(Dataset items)
■ ■ ■ ■ ■ ■ ■

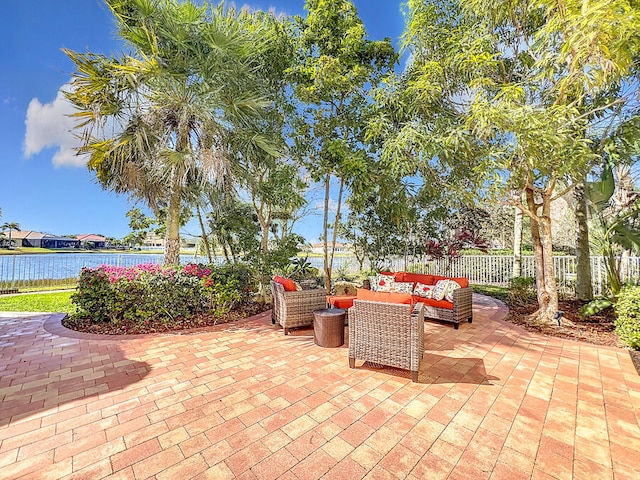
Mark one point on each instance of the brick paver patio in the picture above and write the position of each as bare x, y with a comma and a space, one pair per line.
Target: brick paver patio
244, 401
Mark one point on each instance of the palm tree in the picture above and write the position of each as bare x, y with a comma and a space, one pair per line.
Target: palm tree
160, 119
10, 226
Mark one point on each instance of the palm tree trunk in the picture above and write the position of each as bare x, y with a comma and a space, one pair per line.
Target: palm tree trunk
205, 237
517, 243
546, 287
172, 238
584, 287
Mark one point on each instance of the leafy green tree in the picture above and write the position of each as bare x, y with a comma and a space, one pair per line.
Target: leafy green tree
511, 90
159, 118
337, 67
615, 224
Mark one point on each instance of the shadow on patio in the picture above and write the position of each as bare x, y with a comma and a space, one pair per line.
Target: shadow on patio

■ ■ ■ ■ ■ ■ ■

◆ Goal of the exercise
Copy word for word the part of the records that opens with the line containing "Mark one point on each instance of the shadow" and continues through the end of the records.

◆ Final answer
Mark one point on each instance of the shadow on patio in the picture above and write the position of each as bare x, y with a comma and a space, one pair per line.
Target: shadow on patio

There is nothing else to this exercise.